→ Texto:
*-*-*

Utopía, 1994, serie de amor y violencia. Oscar Bony © The Estate of Oscar Bony
En el verano de 2011, Luis Ameghino Escobar tenía 36 años. A los diecinueve había elegido la misma carrera que su padre, quien había sido juez. Para entonces era prosecretario en la Cámara Federal de Casación Penal, el tribunal penal de mayor jerarquía del país, el que revisa procesamientos, condenas, absoluciones, encarcelamientos, el último escalón antes del vértice de la pirámide. “Casación” está integrada por doce jueces divididos en cuatro salas -Sala I, Sala II, etcétera. En las semanas anteriores al 26 de enero de aquel año, Ameghino Escobar participaba de una negociación telefónica entre varias partes. Como trabajaba en la oficina de sorteos, que asigna a qué jueces les toca cada causa que llega a la Cámara, los otros nudos de la trama lo llamaban “el señor de las teclas”.

*-*-*

→ Ejercicios:
1. Responda con datos del texto:
(a) ¿Qué edad tenía Luis Ameghino Escobar en el verano de 2011?
(b) ¿Cuántos jueces integran la Cámara Federal de Casación Penal y en cuántas salas se dividen?
(c) ¿En qué oficina de la Cámara trabajaba Ameghino Escobar?
2. Según el texto, ¿por qué los demás participantes de la negociación telefónica llamaban a Ameghino Escobar "el señor de las teclas"?

→ Material:
*-*-*

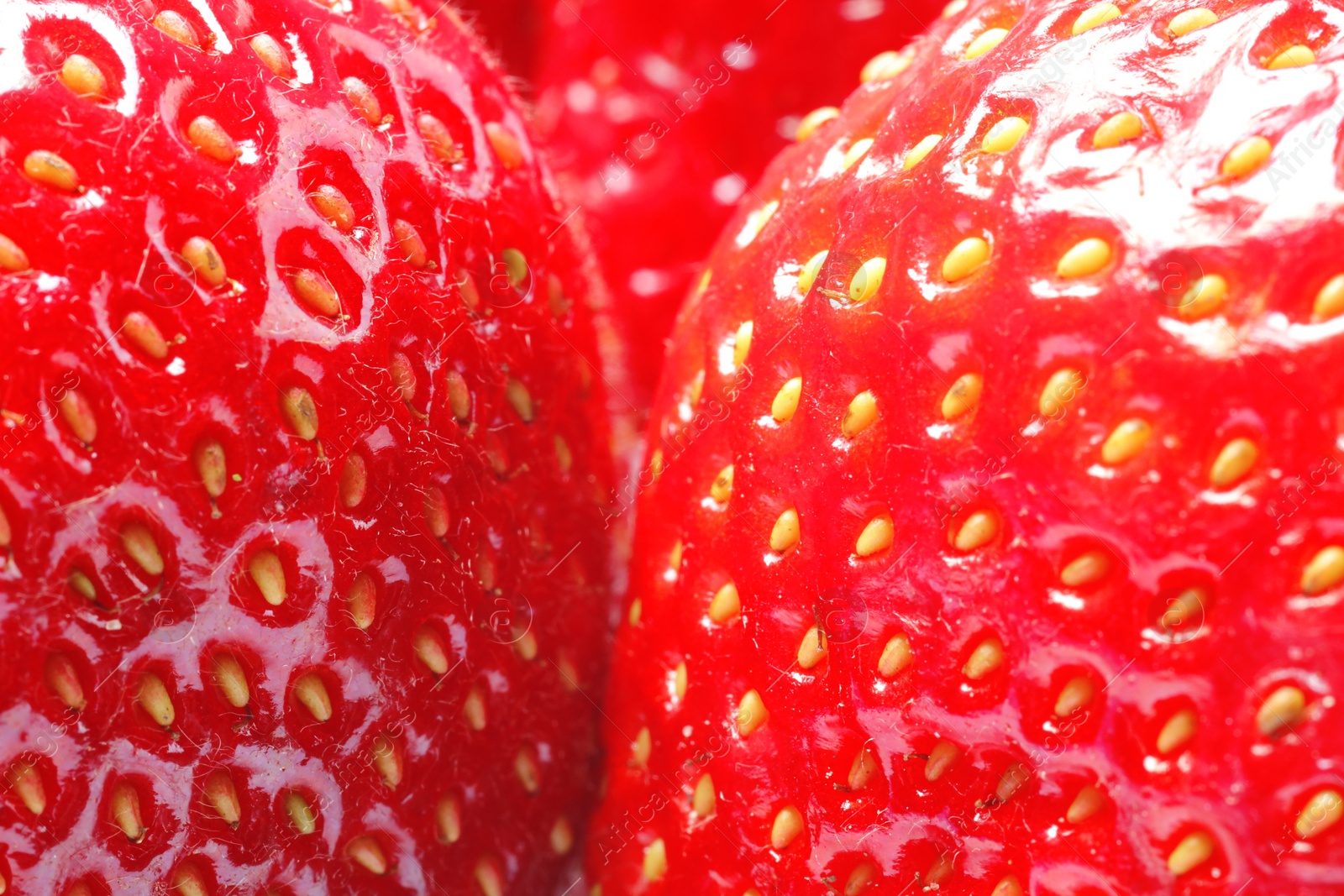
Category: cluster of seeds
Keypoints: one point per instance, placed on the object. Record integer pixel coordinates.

*-*-*

→ Soluciones:
1.
(a) Tenía 36 años.
(b) La integran doce jueces, divididos en cuatro salas.
(c) Trabajaba en la oficina de sorteos.

2. Lo llamaban así porque trabajaba en la oficina de sorteos de la Cámara. Esa oficina asigna qué jueces reciben cada causa que llega al tribunal.